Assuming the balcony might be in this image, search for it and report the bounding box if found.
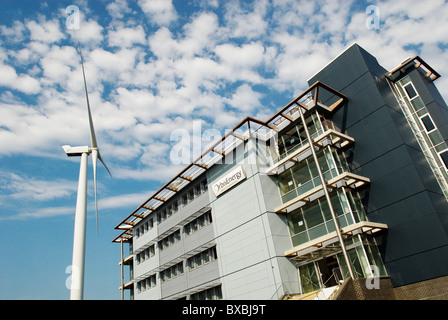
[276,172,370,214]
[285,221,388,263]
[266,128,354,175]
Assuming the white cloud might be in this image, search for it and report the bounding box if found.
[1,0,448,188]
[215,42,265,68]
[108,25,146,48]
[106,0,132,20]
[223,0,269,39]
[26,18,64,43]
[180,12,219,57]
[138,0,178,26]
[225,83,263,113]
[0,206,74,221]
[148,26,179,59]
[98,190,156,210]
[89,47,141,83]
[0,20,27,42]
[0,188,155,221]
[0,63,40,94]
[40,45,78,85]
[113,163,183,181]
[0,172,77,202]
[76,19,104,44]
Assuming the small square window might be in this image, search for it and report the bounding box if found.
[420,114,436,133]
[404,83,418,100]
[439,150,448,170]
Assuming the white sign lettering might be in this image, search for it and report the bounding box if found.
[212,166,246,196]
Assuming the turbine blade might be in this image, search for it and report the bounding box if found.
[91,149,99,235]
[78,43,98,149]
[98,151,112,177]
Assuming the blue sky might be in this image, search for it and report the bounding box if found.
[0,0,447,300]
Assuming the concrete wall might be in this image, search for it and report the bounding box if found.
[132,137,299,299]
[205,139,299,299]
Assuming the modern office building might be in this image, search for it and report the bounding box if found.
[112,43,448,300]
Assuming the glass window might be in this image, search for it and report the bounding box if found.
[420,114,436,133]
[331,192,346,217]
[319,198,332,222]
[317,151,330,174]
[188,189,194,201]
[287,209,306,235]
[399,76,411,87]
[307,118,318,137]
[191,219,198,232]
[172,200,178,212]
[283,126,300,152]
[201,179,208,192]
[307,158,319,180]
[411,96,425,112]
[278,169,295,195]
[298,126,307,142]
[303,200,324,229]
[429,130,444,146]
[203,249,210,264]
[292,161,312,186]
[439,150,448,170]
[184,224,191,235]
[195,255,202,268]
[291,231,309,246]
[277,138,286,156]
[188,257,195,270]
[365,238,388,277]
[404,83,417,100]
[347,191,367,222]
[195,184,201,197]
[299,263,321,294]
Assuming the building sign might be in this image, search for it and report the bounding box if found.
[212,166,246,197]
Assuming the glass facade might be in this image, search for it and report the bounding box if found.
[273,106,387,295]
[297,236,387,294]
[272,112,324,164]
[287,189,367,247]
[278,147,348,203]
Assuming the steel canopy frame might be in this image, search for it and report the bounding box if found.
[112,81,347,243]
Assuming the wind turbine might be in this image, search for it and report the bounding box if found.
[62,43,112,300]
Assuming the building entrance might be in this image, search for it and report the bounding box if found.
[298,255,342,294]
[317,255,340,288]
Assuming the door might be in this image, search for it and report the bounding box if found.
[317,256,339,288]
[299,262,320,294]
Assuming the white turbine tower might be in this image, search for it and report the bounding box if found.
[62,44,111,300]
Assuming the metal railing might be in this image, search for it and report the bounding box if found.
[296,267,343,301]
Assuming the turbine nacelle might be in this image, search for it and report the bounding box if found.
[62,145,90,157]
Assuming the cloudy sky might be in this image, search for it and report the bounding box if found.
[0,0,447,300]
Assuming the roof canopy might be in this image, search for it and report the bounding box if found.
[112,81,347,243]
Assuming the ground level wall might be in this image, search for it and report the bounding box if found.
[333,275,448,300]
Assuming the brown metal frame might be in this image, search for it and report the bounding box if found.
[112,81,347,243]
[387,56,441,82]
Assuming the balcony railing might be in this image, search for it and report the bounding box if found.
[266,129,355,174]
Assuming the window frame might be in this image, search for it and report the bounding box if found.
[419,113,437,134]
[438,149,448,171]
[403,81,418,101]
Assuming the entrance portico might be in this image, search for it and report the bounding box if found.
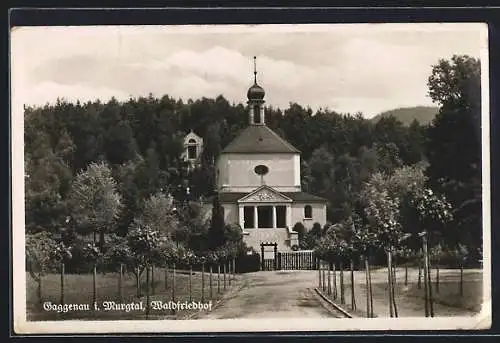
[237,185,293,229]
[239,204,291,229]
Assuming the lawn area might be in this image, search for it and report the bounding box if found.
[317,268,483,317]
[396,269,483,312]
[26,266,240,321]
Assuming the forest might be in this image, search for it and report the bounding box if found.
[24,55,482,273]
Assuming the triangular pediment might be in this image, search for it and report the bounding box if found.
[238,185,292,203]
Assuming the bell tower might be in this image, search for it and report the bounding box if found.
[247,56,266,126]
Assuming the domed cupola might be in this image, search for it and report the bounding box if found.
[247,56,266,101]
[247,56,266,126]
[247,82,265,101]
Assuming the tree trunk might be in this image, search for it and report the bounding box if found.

□ □ □ □

# ABOUT THIS TASK:
All entries above should be printed exactly, though without their pictures.

# RESPONSE:
Assuming the balcony might be in this image, search for it and report the bounding box if found.
[276,172,370,214]
[285,221,388,263]
[266,128,354,175]
Assuming the white cloud might be in this image, search for it and report the bounding box if found.
[1,0,448,188]
[215,42,265,68]
[108,25,146,48]
[106,0,132,20]
[223,0,269,39]
[26,18,64,43]
[180,12,219,57]
[138,0,178,26]
[225,83,263,113]
[0,206,74,221]
[148,26,179,59]
[98,190,156,210]
[89,47,141,83]
[0,20,27,42]
[0,188,155,221]
[0,63,40,94]
[40,45,78,85]
[113,163,183,181]
[0,172,77,202]
[76,19,104,44]
Assuming the small square window might be in this image, search for it and report the bounding box if found.
[420,114,436,133]
[404,83,418,100]
[439,150,448,170]
Assuming the white sign lettering might be in this image, search for it and report the bounding box if found.
[212,166,246,196]
Assuming the turbine blade might be in this image, search for it and report the bounding box if found.
[91,149,99,235]
[78,43,98,149]
[98,151,112,177]
Assuming the blue sky might be in this image, search for it and report the bounding box if found.
[0,0,447,300]
Assuming the concrete wall might be in this image, search for it and report the bounding box if found.
[132,137,299,299]
[205,139,299,299]
Assuming the modern office building might be in this image, search for it and report the bounding box if found.
[112,43,448,300]
Assuming the glass window might be in this image, search for it and report the bounding box if found.
[420,114,436,133]
[331,192,346,217]
[319,198,332,222]
[317,151,330,174]
[188,189,194,201]
[287,209,306,235]
[399,76,411,87]
[307,118,318,137]
[191,219,198,232]
[172,200,178,212]
[283,126,300,152]
[201,179,208,192]
[307,158,319,180]
[411,96,425,112]
[278,169,295,195]
[298,126,307,142]
[303,200,324,229]
[429,130,444,146]
[203,249,210,264]
[292,161,312,186]
[439,150,448,170]
[184,224,191,235]
[195,255,202,268]
[291,231,309,246]
[277,138,286,156]
[188,257,195,270]
[365,238,388,277]
[404,83,417,100]
[347,191,367,222]
[195,184,201,197]
[299,263,321,294]
Assuming the building sign might be in this image, search for it and report the bounding box if found.
[212,166,246,197]
Assuming the glass facade might be in this image, search for it and report the bounding box if found.
[273,106,387,295]
[297,236,387,294]
[272,112,324,164]
[287,189,367,247]
[278,147,348,203]
Assuming the steel canopy frame might be in this image, search for it and report the bounding box if found.
[112,81,347,243]
Assuming the wind turbine might be in this image, search for it and report the bounding box if found.
[62,43,112,300]
Assuming the building entrance might be in this image, search for it and report the bounding box if found.
[298,255,342,294]
[317,255,340,288]
Assuming the door might be in this image, search for it and report the bounding box if found.
[317,256,339,288]
[299,262,320,294]
Assuming the white turbine tower might be in this image, search for it and report the bounding box if found.
[62,44,111,300]
Assuming the metal railing might be in this image, search for it and report the bounding box if found.
[296,267,343,301]
Assuming the turbine nacelle might be in this image, search for it and report the bounding box if found.
[62,145,90,157]
Assuming the cloudy sky might be in this image, search for it and report the bounding box if found.
[0,0,447,300]
Assuming the roof canopy might be in this image, search for it and report the bounding box if found.
[112,81,347,243]
Assuming the ground level wall might be in this image, search for it and report the bounding box if found.
[333,275,448,300]
Assuming the brown metal frame might be in this image, search for it and report the bounding box if found.
[112,81,347,243]
[387,56,441,82]
Assuming the balcony railing might be in this image, search for it and report the bounding box if found.
[266,129,355,174]
Assuming the window frame might be in this image, search for it and report the bounding box if found.
[419,113,437,134]
[438,149,448,171]
[403,81,418,101]
Assuming the entrance portico might be in this image, search for it and report the bounding box if found.
[237,185,293,229]
[239,204,291,229]
Assuming the lawn area might be in this image, search for it and report the bounding box if found.
[317,268,483,317]
[396,269,483,312]
[26,266,240,321]
Assuming the forest might be in this image, search for it and report the bounding box if found.
[24,55,482,273]
Assuming the triangular pediment might be in this image, search for it and report the bounding box if found.
[238,185,292,203]
Assuming the bell tower might be in this image, search for it and report the bounding box if found.
[247,56,266,126]
Assuming the domed cupola might be in this image, search for it and report the bounding box if found.
[247,56,266,101]
[247,56,266,126]
[247,82,265,101]
Assuming the tree trunk might be in this image, search for it and report the bounding box if found.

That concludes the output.